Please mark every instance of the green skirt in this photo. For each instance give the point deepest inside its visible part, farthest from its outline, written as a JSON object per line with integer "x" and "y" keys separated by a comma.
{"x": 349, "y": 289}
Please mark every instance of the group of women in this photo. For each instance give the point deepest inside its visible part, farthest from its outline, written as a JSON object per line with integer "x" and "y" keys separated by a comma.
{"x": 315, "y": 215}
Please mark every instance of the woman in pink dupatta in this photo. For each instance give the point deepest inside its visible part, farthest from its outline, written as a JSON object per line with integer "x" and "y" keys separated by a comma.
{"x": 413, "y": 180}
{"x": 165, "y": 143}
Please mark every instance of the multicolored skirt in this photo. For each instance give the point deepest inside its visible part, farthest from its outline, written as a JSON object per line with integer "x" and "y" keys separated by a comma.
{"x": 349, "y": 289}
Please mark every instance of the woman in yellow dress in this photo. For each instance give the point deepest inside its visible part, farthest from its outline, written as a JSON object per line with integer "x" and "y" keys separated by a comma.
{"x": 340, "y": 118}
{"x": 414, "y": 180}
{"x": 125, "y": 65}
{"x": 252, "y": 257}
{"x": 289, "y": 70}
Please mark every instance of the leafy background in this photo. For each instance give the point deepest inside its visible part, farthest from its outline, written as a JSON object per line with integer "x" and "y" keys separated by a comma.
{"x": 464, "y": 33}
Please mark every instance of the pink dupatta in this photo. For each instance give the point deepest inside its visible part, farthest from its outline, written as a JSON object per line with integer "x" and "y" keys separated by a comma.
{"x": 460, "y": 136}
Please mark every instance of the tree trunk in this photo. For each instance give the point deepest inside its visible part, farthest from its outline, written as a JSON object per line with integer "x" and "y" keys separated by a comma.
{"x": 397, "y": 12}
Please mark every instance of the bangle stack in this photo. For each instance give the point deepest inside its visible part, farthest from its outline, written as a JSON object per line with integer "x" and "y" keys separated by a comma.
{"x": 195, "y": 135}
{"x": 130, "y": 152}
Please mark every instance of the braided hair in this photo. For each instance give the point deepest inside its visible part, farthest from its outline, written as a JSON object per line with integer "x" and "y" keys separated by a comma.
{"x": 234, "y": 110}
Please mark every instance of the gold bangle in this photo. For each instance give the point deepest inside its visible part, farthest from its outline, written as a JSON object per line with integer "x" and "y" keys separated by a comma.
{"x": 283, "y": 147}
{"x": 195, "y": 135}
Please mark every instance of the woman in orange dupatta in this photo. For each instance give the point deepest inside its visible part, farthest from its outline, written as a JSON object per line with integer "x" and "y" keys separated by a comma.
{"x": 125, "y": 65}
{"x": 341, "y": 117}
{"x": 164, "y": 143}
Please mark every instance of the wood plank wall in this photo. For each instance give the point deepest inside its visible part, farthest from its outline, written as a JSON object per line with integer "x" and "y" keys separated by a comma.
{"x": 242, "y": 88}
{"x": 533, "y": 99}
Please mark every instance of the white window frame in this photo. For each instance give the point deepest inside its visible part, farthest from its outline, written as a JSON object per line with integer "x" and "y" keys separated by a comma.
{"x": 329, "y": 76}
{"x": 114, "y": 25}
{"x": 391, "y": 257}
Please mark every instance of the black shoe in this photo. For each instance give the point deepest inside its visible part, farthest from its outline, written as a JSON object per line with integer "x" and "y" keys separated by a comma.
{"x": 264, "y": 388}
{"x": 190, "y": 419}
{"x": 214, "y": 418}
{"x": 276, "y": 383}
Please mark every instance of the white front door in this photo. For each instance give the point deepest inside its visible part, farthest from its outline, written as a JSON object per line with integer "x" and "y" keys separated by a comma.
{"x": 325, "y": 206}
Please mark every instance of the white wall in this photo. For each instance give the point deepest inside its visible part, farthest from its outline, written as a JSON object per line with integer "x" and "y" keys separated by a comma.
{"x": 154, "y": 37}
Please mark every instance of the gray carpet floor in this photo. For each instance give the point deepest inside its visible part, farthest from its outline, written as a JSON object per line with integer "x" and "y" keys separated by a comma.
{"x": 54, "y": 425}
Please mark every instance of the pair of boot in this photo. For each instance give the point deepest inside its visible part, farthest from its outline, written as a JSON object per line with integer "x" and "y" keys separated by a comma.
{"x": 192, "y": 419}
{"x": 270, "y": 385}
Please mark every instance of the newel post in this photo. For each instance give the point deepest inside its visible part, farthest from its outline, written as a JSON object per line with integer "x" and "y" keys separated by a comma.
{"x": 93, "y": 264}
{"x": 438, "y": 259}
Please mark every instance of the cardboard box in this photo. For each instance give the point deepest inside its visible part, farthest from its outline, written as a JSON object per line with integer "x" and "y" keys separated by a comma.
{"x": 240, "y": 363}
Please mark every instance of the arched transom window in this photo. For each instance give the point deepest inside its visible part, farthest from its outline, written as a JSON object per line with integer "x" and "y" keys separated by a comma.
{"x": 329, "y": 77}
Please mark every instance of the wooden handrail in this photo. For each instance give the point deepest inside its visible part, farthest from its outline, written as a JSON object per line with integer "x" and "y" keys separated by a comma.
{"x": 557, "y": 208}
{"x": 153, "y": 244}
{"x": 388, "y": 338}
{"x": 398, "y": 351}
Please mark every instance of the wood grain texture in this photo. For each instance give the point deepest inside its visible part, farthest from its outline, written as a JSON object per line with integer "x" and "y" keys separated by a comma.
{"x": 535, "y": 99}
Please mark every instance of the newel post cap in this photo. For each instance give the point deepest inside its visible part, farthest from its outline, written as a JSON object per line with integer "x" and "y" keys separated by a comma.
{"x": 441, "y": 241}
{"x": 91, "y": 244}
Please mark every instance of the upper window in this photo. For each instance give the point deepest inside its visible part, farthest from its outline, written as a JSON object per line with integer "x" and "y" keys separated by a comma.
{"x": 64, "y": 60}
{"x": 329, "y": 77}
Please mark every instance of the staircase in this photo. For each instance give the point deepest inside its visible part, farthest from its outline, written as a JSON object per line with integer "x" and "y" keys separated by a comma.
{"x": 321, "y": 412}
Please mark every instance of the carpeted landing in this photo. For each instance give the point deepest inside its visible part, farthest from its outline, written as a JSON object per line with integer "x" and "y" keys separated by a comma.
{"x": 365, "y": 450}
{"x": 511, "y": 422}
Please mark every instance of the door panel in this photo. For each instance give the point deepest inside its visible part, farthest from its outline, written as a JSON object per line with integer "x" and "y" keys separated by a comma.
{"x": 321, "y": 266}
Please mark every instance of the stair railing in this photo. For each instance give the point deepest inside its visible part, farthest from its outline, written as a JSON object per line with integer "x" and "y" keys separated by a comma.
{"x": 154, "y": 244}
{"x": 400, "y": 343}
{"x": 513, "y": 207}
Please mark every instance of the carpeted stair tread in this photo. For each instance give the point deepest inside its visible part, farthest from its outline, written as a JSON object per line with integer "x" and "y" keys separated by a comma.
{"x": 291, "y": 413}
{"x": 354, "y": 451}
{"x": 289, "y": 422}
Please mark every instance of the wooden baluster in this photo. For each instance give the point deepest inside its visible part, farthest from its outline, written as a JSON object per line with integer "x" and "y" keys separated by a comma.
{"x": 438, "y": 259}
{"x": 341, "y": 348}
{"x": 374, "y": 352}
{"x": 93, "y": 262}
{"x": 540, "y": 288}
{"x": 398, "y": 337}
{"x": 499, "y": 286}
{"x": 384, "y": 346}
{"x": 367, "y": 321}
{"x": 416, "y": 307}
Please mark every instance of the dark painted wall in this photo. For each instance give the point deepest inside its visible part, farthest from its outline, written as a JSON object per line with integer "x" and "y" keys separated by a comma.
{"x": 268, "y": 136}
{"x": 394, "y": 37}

...

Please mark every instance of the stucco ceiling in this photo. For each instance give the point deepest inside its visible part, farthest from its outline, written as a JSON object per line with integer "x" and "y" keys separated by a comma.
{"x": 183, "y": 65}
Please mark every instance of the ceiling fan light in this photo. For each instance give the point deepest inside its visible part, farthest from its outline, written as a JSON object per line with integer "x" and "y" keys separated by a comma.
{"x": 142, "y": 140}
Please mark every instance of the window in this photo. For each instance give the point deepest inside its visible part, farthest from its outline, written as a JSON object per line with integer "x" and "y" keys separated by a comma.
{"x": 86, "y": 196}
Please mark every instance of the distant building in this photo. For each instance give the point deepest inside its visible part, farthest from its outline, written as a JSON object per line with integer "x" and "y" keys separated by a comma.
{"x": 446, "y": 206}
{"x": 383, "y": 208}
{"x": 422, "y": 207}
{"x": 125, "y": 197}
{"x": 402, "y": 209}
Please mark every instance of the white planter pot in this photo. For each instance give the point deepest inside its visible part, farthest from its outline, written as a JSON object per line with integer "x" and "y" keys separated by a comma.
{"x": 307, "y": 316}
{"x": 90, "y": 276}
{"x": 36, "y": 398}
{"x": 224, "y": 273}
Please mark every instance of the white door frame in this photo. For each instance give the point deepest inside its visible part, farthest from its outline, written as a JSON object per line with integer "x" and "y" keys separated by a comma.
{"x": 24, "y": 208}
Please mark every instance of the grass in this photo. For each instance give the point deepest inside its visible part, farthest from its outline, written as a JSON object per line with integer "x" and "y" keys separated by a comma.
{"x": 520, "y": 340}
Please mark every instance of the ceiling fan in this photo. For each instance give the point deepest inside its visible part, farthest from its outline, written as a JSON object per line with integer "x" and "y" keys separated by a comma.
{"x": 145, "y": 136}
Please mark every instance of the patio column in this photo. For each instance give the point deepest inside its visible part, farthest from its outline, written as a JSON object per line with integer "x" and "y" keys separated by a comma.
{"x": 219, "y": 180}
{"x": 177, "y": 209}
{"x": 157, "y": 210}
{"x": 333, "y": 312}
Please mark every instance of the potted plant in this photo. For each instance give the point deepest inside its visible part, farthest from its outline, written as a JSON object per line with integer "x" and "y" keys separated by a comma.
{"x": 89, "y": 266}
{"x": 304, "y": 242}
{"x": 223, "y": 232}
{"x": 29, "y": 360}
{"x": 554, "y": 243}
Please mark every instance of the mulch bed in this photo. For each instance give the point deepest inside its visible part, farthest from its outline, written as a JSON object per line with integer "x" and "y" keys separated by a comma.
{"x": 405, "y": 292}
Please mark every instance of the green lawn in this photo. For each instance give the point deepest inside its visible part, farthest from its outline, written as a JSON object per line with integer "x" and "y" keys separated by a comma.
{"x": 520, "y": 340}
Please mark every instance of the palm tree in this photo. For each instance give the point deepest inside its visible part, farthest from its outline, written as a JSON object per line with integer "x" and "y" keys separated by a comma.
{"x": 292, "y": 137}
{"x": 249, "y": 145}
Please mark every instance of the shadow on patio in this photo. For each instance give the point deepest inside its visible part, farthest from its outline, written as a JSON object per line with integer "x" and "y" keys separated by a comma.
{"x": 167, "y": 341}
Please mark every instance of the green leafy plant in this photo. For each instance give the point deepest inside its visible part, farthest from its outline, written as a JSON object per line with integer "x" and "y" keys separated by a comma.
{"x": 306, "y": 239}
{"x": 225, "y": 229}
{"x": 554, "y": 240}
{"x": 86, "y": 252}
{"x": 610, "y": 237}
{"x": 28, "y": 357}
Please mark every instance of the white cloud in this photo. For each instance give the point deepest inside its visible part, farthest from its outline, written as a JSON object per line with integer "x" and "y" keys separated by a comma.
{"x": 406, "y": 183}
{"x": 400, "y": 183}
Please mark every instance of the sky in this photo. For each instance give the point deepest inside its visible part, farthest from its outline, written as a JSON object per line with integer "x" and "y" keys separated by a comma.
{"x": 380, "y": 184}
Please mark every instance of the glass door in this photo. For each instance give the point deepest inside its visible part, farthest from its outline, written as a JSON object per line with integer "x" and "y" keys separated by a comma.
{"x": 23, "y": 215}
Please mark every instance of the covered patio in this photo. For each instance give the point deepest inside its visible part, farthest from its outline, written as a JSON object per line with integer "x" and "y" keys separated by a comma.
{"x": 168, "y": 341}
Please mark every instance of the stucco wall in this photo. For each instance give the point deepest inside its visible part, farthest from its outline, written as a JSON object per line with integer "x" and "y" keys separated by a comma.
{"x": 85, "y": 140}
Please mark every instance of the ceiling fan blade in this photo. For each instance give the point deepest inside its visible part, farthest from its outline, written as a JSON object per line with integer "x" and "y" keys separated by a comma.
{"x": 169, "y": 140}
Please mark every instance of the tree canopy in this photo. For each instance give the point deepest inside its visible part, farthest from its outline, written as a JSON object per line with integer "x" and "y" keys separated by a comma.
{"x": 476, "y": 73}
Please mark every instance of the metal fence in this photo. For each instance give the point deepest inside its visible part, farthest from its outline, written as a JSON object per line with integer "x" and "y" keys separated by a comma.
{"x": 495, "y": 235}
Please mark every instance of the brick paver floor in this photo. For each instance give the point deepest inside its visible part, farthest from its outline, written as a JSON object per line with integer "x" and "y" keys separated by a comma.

==

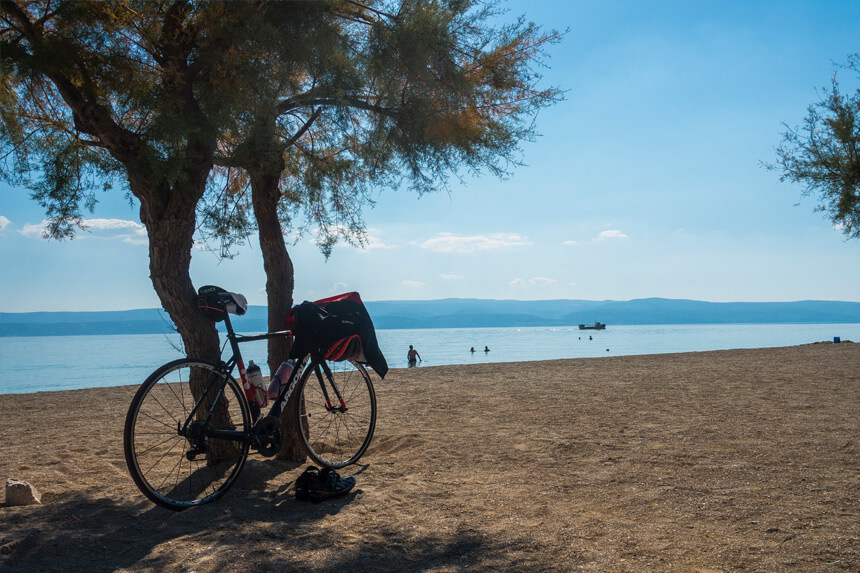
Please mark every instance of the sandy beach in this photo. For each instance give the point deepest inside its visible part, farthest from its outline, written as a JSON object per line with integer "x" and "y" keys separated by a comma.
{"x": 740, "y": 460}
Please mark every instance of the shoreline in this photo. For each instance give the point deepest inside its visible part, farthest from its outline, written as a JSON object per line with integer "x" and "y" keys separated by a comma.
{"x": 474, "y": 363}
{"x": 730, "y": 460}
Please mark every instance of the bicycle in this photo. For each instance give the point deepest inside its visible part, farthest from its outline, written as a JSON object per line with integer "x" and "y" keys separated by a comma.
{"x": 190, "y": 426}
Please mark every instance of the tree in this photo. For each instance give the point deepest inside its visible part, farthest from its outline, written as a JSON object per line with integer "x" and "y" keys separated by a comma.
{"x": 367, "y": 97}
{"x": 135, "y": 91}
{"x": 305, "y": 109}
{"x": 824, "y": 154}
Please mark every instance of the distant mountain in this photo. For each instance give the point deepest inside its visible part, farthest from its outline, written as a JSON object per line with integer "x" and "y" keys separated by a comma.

_ASSIGNED TASK_: Each line in the listing above from the one containing "Please mark every instance of the bicycle" through the one containing "Please mark every instance of the distant mountain" should be repeated exactly, and no other line.

_RESULT OF THIS EXERCISE_:
Please mark every instance of the bicycle in this photo. For each instance give the point deepest inside its visible part, farthest from its outline, written as a JSON object per line with integer "x" and "y" keys separated by a comma.
{"x": 190, "y": 426}
Please mark every instance of the tree in this photo. For each instance give the point deepest inside its visible part, farthest from its outline, written as a JSON object per line with integer "x" and "y" keys separated by a comma.
{"x": 367, "y": 97}
{"x": 135, "y": 91}
{"x": 305, "y": 109}
{"x": 824, "y": 154}
Please mark every instance of the distant mountain in this photo. For each instance give the point deepest inside its visible part, farthest from its outline, written as a JSON object per line with integer "x" and "y" keys separated by a comma.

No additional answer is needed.